§ **Source excerpt**:
The idea of looking at a single the chess knight on the board goes all the way back to the 18th century, when Leonhard Euler, a swiss matematician, introduced a problem in Berlin, 1758. The problem, that is usually referred to as Springerproblem or The Knight's Tour, is given by

Starting with an empty chess board, is there a path that has a knight visit all the fields (black and white) of the board exactly one time?

The knight is paticularly interesting because of his strange way of moving. It would be much less interesting to try that with the queen, for example, since most attempts should lead to a solution. The knight in turn has a very limited way of moving that keeps the number of accessible fields per move below eight.

When Euler first thought of that problem, he imagined an 8x8 board, the regular chess board, while today's mathematical and computerized methods make us want to take a look at bigger boards, too.
But in order to find out about the chances of solving the problem, we have to take a closer look at it first.

Different flavours...

During the last almost 250 years, different ways of looking at the problem have evolved. It is remarkable, that even the smallest one among them took about 230 years to be sufficiently solved in a way that is scalable even for huge boards.
The problem of the Knight's Tours is often used as an example in graph theory, since it is easy to imagine and to try out but nevertheless a very big problem with many different flavours to emphasize on. It can be used to show the idea of symmetry, of directed and indirected tours/graphs and of paths and closed tours. Though it is a Hamiltonian problem, solutions can easily be found.
Since it was proven to have solutions for all boards >= 5x5 in the early 1990s, it has now become even more popular and commenly known and there were several attempts and applications in this field that reach from simple Java-Applets for demonstration and visualisation purposes up to parallel computation and neural networks (why ever...)

All under a general headline

The Knight's Tour represents a special case of one of the biggest problems in computer science: The Hamilton Cycle.

§ **Written instruction**:
According to the knight's tour excerpt, from what board size upward was the problem proven to have solutions? Please answer briefly.

§ **Recorded data**:
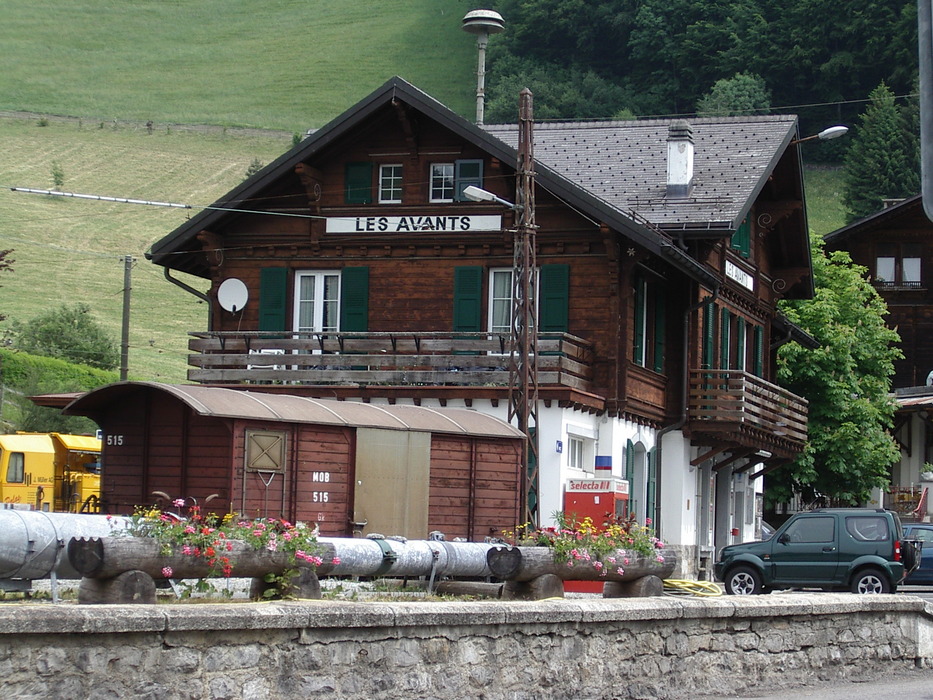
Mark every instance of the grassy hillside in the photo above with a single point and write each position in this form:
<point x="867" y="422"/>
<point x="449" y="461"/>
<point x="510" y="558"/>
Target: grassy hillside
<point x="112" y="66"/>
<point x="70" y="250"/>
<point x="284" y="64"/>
...
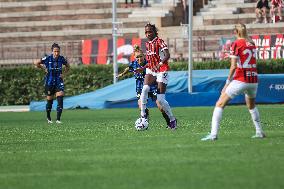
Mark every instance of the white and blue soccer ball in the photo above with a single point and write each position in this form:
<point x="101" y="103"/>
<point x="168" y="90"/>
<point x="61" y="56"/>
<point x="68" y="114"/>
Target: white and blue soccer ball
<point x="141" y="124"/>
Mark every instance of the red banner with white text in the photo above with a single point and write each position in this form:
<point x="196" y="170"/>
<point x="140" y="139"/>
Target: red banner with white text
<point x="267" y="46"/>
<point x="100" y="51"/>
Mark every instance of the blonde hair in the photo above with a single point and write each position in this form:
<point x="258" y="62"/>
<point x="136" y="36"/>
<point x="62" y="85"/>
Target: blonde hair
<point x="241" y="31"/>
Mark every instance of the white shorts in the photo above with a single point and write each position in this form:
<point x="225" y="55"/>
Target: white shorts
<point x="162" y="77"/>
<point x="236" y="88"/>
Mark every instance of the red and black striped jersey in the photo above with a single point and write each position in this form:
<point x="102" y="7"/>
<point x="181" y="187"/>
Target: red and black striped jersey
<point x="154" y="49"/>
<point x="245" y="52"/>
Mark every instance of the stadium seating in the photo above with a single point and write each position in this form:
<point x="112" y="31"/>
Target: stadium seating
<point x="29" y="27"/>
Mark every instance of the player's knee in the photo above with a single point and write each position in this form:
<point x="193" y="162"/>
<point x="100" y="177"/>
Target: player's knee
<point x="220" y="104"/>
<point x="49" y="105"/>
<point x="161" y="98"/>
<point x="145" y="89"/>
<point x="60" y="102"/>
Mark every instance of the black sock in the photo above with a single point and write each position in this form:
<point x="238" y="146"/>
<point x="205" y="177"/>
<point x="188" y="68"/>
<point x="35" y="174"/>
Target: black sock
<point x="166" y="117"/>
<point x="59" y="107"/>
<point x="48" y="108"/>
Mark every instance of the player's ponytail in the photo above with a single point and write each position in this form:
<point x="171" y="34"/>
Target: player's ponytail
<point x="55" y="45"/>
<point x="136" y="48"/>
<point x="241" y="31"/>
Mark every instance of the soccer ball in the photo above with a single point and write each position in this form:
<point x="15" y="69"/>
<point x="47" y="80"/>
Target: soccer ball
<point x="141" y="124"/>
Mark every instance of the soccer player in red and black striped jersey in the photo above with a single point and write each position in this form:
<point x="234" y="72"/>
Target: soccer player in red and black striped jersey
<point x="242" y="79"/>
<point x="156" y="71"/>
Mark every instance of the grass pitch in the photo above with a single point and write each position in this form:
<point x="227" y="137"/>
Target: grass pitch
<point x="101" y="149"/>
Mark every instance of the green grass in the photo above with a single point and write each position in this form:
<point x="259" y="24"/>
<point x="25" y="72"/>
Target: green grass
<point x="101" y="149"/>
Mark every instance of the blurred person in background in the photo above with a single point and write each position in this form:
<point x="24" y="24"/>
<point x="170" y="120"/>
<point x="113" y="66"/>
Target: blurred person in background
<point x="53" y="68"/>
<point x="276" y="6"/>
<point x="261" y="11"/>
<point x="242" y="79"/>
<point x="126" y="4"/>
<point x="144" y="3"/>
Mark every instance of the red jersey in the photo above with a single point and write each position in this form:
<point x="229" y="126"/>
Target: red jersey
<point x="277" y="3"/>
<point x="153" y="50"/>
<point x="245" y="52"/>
---
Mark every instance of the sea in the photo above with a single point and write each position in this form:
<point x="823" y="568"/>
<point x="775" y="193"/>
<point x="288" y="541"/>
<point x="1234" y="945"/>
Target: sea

§ **Answer to the problem**:
All boards of 5x5 and larger.